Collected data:

((

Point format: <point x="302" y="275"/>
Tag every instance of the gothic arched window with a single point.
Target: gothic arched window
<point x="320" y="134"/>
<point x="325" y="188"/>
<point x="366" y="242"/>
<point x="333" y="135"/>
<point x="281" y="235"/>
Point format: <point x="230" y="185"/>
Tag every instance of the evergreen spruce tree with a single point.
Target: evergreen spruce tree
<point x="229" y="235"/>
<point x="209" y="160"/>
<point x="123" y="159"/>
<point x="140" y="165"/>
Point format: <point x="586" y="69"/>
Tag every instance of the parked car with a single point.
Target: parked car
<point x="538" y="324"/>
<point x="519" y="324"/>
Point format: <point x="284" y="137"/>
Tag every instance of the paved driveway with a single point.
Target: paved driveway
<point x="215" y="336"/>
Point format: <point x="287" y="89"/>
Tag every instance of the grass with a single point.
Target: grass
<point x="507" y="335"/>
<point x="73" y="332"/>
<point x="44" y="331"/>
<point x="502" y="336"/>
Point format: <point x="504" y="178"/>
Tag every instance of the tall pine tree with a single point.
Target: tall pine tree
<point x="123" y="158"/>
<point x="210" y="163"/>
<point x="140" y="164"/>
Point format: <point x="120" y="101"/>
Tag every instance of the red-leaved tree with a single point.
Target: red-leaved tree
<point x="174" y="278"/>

))

**REQUIRED WORK**
Your answer must be every record above, repeated exactly.

**ANSWER SECTION**
Point format: <point x="302" y="275"/>
Tag every instance of the gothic arched window with a single point.
Target: gothic arched window
<point x="320" y="134"/>
<point x="325" y="188"/>
<point x="366" y="242"/>
<point x="333" y="135"/>
<point x="281" y="235"/>
Point format: <point x="230" y="185"/>
Tag every instance of the evergreen spruce tree with a single point.
Target: evergreen spruce tree
<point x="229" y="235"/>
<point x="209" y="160"/>
<point x="123" y="159"/>
<point x="140" y="165"/>
Point format: <point x="586" y="69"/>
Tag every instance of the parked car with a single point.
Target: parked car
<point x="538" y="324"/>
<point x="519" y="324"/>
Point format: <point x="284" y="137"/>
Tag every instance of the paved driveway with a single point.
Target: paved driveway
<point x="215" y="336"/>
Point format: <point x="287" y="89"/>
Tag every instance of the grass with a single point.
Target: grass
<point x="507" y="335"/>
<point x="73" y="332"/>
<point x="44" y="331"/>
<point x="502" y="336"/>
Point format: <point x="504" y="178"/>
Tag every instance of the tall pine tree with a single point.
Target: tall pine tree
<point x="123" y="158"/>
<point x="210" y="163"/>
<point x="140" y="164"/>
Point format: <point x="120" y="101"/>
Tag every instance of the red-leaved tree with a single point.
Target: red-leaved tree
<point x="174" y="278"/>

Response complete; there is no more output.